→ **EXERCISE AIM**: Copy out every one of the rows below, word for word and line for line.

→ **LISTED RECORDS**:

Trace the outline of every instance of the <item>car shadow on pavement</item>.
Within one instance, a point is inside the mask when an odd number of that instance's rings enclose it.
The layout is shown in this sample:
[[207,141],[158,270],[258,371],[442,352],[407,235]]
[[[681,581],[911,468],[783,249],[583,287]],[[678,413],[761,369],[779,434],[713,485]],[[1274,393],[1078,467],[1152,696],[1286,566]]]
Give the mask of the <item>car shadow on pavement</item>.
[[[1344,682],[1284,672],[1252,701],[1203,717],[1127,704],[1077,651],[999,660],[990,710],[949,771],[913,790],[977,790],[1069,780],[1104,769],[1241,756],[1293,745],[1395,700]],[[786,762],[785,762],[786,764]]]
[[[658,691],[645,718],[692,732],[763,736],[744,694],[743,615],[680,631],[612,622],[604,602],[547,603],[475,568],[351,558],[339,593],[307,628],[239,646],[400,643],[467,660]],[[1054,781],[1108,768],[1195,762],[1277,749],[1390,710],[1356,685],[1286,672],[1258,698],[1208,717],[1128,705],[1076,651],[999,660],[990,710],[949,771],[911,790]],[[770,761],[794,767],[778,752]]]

→ **FULL SOLUTION**:
Trace the outline of every instance of the <item>car shadow on pavement</item>.
Within one instance, a point is inside the mask when an odd number of that instance's rings enclose it.
The layout is shown in this sample:
[[207,141],[158,270],[258,371],[442,352],[407,235]]
[[[681,581],[911,468],[783,249],[583,287]],[[678,413],[761,369],[779,434],[713,485]],[[1274,393],[1078,467],[1152,696],[1286,566]]]
Give the mask of the <item>car shadow on pavement</item>.
[[[1344,682],[1284,672],[1252,701],[1203,717],[1127,704],[1077,651],[999,660],[990,710],[949,771],[913,790],[977,790],[1069,780],[1104,769],[1241,756],[1293,745],[1395,700]],[[786,762],[785,762],[786,764]]]
[[[658,691],[645,718],[692,732],[763,736],[744,694],[743,615],[680,631],[612,622],[604,602],[547,603],[475,568],[351,558],[339,593],[307,628],[239,646],[400,643],[467,660]],[[1054,781],[1108,768],[1195,762],[1277,749],[1390,710],[1356,685],[1286,672],[1258,698],[1208,717],[1128,705],[1076,651],[999,660],[990,710],[949,771],[911,790]],[[770,761],[794,767],[778,752]]]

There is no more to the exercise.